* Problem statement:
Repeat the data below exactly, dropping any pictures it holds.

Items from a data source:
====

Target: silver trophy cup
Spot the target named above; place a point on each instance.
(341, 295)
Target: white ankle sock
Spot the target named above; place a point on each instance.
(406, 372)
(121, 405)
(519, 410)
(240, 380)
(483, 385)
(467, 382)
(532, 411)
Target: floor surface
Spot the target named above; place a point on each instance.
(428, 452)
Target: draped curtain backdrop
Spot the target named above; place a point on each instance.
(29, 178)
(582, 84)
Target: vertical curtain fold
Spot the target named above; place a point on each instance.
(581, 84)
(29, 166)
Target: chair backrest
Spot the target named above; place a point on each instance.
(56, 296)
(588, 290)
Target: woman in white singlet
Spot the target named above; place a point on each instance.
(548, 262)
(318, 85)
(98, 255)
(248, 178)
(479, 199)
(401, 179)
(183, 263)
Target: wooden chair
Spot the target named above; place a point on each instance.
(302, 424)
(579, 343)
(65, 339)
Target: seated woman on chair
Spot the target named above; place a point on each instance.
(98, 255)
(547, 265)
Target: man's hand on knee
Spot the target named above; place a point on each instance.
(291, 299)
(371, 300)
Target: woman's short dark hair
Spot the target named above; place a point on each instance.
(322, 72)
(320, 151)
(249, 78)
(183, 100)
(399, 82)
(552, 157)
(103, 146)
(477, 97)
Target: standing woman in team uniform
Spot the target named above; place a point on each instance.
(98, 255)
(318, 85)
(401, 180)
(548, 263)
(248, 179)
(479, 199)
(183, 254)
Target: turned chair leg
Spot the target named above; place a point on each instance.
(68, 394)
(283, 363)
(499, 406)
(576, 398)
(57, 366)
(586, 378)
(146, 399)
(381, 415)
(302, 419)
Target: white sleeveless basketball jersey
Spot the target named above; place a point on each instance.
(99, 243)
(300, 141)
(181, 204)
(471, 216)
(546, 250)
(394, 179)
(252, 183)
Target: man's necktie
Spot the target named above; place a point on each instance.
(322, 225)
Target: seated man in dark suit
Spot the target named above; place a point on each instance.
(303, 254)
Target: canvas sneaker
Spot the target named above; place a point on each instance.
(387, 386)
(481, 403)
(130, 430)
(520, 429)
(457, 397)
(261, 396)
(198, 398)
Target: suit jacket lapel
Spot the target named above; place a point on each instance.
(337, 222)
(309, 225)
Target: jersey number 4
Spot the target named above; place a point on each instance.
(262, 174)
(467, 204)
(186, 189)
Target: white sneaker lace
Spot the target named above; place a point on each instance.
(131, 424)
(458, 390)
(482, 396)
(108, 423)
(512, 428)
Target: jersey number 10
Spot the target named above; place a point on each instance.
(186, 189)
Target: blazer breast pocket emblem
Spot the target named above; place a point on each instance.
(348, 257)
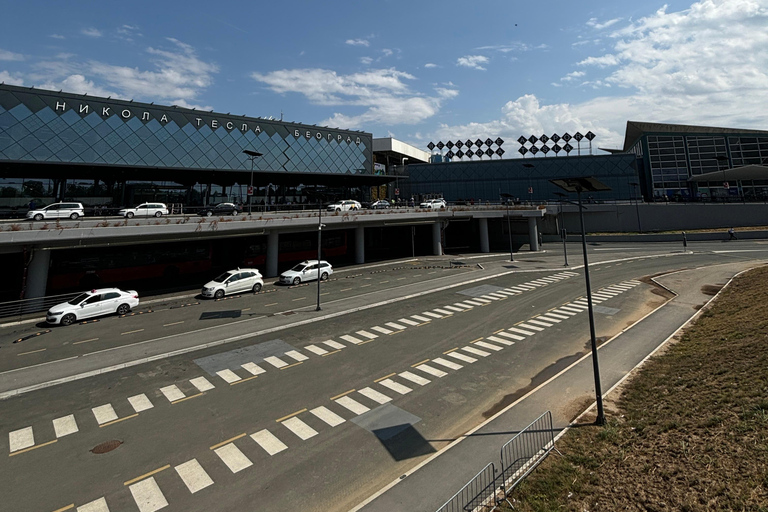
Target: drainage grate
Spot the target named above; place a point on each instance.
(106, 446)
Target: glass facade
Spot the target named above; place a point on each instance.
(58, 128)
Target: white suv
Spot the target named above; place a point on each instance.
(234, 281)
(58, 211)
(433, 204)
(343, 206)
(145, 210)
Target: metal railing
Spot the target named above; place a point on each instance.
(22, 307)
(519, 456)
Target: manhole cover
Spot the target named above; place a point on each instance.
(105, 447)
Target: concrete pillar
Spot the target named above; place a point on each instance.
(272, 251)
(359, 245)
(37, 274)
(533, 233)
(437, 246)
(484, 244)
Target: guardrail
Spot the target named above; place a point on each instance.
(519, 456)
(22, 307)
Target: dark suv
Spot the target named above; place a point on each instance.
(219, 209)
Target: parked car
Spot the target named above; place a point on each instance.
(145, 210)
(104, 301)
(234, 281)
(433, 204)
(343, 206)
(58, 211)
(381, 203)
(306, 271)
(219, 209)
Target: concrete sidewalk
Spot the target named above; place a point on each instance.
(429, 485)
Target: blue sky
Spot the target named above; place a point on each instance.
(417, 71)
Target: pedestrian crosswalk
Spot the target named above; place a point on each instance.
(147, 493)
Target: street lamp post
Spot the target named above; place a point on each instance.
(508, 197)
(579, 185)
(252, 155)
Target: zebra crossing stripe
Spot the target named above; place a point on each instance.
(447, 364)
(201, 383)
(148, 496)
(268, 442)
(64, 426)
(140, 402)
(394, 386)
(432, 371)
(328, 416)
(254, 369)
(351, 339)
(421, 381)
(374, 395)
(351, 404)
(193, 475)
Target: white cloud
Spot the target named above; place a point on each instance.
(91, 32)
(382, 94)
(473, 61)
(6, 55)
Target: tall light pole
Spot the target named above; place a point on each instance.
(252, 155)
(508, 197)
(580, 185)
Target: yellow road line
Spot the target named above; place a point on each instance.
(242, 380)
(227, 441)
(85, 341)
(187, 398)
(147, 475)
(31, 352)
(32, 448)
(343, 394)
(291, 415)
(118, 420)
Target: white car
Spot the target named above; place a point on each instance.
(306, 271)
(104, 301)
(145, 210)
(234, 281)
(433, 204)
(344, 206)
(58, 211)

====

* Finished task:
Target: silver trophy cup
Spot the target named above; place a point on each instance.
(341, 295)
Target: white ankle sock
Spot the target named above; place a point on each instance.
(406, 372)
(121, 405)
(519, 410)
(240, 380)
(483, 385)
(467, 382)
(532, 411)
Target: floor surface
Spot the target named above; place a point on each instance.
(428, 452)
Target: draped curtain backdrop
Spot the target named above; place a point on each instance.
(29, 178)
(582, 84)
Target: vertical curtain fold
Spot the target named above; place a point on each instance.
(581, 84)
(29, 166)
Target: chair backrest
Spot the target named above; place a point on each instance.
(56, 296)
(588, 290)
Target: woman in white singlet
Spot the target named above; place a point on each instance.
(548, 262)
(318, 85)
(98, 255)
(248, 178)
(479, 199)
(401, 179)
(183, 263)
Target: wooden chair
Spot the target named above; place a point on each instance.
(302, 424)
(579, 343)
(65, 339)
Target: seated woman on chair
Spot the target named above; place a point on each instance.
(98, 255)
(547, 265)
Target: man's hand on knee
Spot the target named above; place a point on each instance.
(291, 299)
(371, 300)
Target: woman's short dark hair
Spot the target named above; place a point on each instance.
(322, 72)
(320, 151)
(249, 78)
(183, 100)
(399, 82)
(552, 157)
(103, 146)
(477, 97)
Target: standing woman in team uniform
Spot the target named above; place a point on each instance.
(98, 255)
(318, 85)
(401, 180)
(548, 263)
(248, 179)
(479, 199)
(183, 254)
Target: turned chair leg
Spot the target named above; place a point on each instance.
(68, 394)
(283, 363)
(499, 406)
(576, 398)
(57, 366)
(586, 378)
(146, 399)
(381, 415)
(302, 419)
Target: white sleeveless basketball jersey
Spot the target named above; place a point on each instance.
(99, 243)
(300, 141)
(181, 204)
(471, 216)
(546, 250)
(394, 179)
(252, 183)
Target: man's necktie
Spot the target named above; place a point on each instance.
(322, 225)
Target: seated man in dark suit
Spot the target named above; place a point on each instance.
(303, 254)
Target: canvas sneaker
Spot the target named above; place a point on each instance.
(387, 386)
(481, 403)
(130, 430)
(520, 429)
(457, 397)
(261, 396)
(198, 398)
Target: suit jacket lapel
Spot the target named above; place a point on each instance.
(337, 222)
(309, 225)
Target: jersey number 4
Spot the target named above; place a point on each instance.
(262, 174)
(467, 204)
(186, 189)
Target: white sneaker lace
Spot the target named above; place a point on each instance.
(131, 424)
(458, 390)
(482, 396)
(108, 423)
(512, 428)
Target: jersey number 10
Spot the target named above; place a point on each instance.
(186, 189)
Target: blazer breast pocket emblem
Spot the target named above; place a point on each instance.
(348, 257)
Target: drainage grate
Spot the target named above; place a point on each instance.
(106, 446)
Target: glass facade
Spot the target named above; place a point on each instance.
(58, 128)
Target: white suv
Spot the target named above; place a point on each instance.
(234, 281)
(58, 211)
(433, 204)
(343, 206)
(145, 210)
Target: metal railing
Spot the target named above; place a point on each instance.
(22, 307)
(519, 456)
Target: manhole cover
Spot the target named above; place a point on each instance.
(105, 447)
Target: concrete pillar
Spot the target named above; place a point on each instance.
(272, 251)
(359, 245)
(37, 274)
(533, 233)
(437, 246)
(484, 244)
Target: guardrail
Spot the target named above; place a point on each instance.
(519, 456)
(22, 307)
Target: dark suv
Spot the target named above; place a point on each instance.
(219, 209)
Target: parked car
Spot the target named above; place a point on each instance.
(145, 210)
(104, 301)
(234, 281)
(433, 204)
(343, 206)
(58, 211)
(381, 203)
(306, 271)
(219, 209)
Target: concrete sidewalk
Spot the target named above; place a point on each instance.
(429, 485)
Target: blue sky
Spot the target named above; place a point on each instance.
(417, 71)
Target: pedestrian crosswalk
Spot the target named above; place a point on each instance.
(147, 493)
Target: street lamp post
Spot the target named above; place a point on each instance.
(508, 197)
(579, 185)
(252, 155)
Target: zebra crossing stripe
Spot the target named above; place a point on each instance.
(447, 364)
(201, 383)
(148, 496)
(268, 442)
(64, 426)
(140, 402)
(394, 386)
(432, 371)
(328, 416)
(254, 369)
(351, 339)
(421, 381)
(374, 395)
(351, 404)
(193, 475)
Target: white cloud
Spot the target named above; place a point on each instance.
(91, 32)
(382, 94)
(473, 61)
(6, 55)
Target: tall light pole
Spot the target named above; place a point on each instance.
(252, 155)
(508, 197)
(580, 185)
Target: yellow road line
Spot the target named above; place a point on each instance.
(242, 380)
(227, 441)
(85, 341)
(187, 398)
(147, 475)
(31, 352)
(32, 448)
(343, 394)
(291, 415)
(118, 420)
Target: white car
Spot the target named above; place a point on each instance.
(306, 271)
(104, 301)
(145, 210)
(234, 281)
(433, 204)
(344, 206)
(58, 211)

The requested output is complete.